▶ **DO THIS**: Put every one of the following records into a numbered list, and leave out any blank lines.

▶ **DATA SECTION**:
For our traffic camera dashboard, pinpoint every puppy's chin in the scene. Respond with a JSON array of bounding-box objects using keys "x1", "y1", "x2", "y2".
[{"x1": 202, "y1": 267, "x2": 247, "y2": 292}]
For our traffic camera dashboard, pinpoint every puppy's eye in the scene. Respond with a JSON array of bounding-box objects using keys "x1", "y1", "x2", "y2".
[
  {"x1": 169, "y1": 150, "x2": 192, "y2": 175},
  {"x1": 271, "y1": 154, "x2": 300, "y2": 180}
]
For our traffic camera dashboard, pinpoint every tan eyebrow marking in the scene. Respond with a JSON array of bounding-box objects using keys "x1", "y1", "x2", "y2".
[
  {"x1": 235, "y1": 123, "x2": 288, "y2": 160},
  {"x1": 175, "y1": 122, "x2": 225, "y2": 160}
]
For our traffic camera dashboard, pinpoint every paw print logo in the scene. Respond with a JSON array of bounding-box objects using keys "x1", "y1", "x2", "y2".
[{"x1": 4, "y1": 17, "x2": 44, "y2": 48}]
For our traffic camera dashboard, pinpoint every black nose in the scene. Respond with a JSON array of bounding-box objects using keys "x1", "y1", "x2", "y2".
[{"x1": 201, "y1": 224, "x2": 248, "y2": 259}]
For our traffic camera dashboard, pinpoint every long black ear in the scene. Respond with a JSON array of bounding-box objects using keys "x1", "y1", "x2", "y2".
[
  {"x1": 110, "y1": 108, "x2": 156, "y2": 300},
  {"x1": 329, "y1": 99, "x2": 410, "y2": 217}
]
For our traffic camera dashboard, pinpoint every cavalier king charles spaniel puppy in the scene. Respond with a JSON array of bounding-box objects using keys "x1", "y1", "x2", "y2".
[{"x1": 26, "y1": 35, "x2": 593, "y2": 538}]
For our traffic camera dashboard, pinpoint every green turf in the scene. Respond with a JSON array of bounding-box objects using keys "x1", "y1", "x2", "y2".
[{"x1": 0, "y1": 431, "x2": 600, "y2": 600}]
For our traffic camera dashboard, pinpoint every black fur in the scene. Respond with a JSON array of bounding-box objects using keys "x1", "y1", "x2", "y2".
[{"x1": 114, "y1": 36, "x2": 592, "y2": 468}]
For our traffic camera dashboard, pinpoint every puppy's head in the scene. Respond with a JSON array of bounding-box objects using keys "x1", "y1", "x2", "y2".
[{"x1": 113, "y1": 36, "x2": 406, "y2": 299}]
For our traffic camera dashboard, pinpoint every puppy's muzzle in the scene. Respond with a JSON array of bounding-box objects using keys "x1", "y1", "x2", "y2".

▶ **FULL SOLUTION**:
1. For our traffic camera dashboard, pinpoint every puppy's chin in the scene. Respond with a JSON array of bounding-box objects using keys "x1", "y1", "x2", "y2".
2. [{"x1": 202, "y1": 267, "x2": 247, "y2": 292}]
3. For our traffic camera dashboard, pinpoint every puppy's eye in the scene. Respond with a JSON array of bounding-box objects using keys "x1", "y1", "x2", "y2".
4. [
5.   {"x1": 169, "y1": 150, "x2": 192, "y2": 175},
6.   {"x1": 271, "y1": 154, "x2": 300, "y2": 180}
7. ]
8. For our traffic camera dashboard, pinpoint every tan eyebrow marking in the scene. Respond with a JSON array of bounding-box objects using keys "x1", "y1", "x2", "y2".
9. [
10.   {"x1": 235, "y1": 123, "x2": 288, "y2": 160},
11.   {"x1": 175, "y1": 122, "x2": 225, "y2": 160}
12. ]
13. For our traffic camera dashboard, pinpoint every paw print logo in the scene. Respond with a JSON array of bounding-box objects using keys "x1", "y1", "x2", "y2".
14. [{"x1": 4, "y1": 17, "x2": 44, "y2": 48}]
15. For our traffic camera dashboard, pinpoint every black nose in the scene. Respond with a JSON array of bounding-box objects using keys "x1", "y1", "x2", "y2".
16. [{"x1": 201, "y1": 224, "x2": 248, "y2": 259}]
17. For our traffic camera dashboard, pinpoint every long black ear in the scene. Respond with a JSON array of bounding-box objects using keys "x1", "y1", "x2", "y2".
18. [
19.   {"x1": 110, "y1": 108, "x2": 156, "y2": 300},
20.   {"x1": 329, "y1": 99, "x2": 410, "y2": 217}
21. ]
22. For our traffic camera dashboard, pinpoint every cavalier king charles spaniel puppy in the scene. Respond with a JSON array of bounding-box objects using keys "x1", "y1", "x2", "y2".
23. [{"x1": 26, "y1": 35, "x2": 593, "y2": 538}]
24. For our traffic camera dashboard, pinpoint every green turf in the scene. Respond with a JSON array of bounding-box objects using keys "x1", "y1", "x2", "y2".
25. [{"x1": 0, "y1": 431, "x2": 600, "y2": 600}]
26. For our traffic camera dashboard, pinpoint every black fur in the scene. Respond with a JSON array of bounding-box objects using keys "x1", "y1", "x2", "y2".
27. [{"x1": 114, "y1": 36, "x2": 592, "y2": 468}]
28. For our traffic camera dashboard, pinpoint every puppy's head in the scene. Respond with a JSON array of bounding-box objects using keys "x1", "y1", "x2", "y2".
29. [{"x1": 113, "y1": 36, "x2": 406, "y2": 299}]
30. For our traffic camera dashboard, pinpoint every puppy's muzzle in the scene. Respond with a JSON array of bounding-box objects using keys "x1", "y1", "x2", "y2".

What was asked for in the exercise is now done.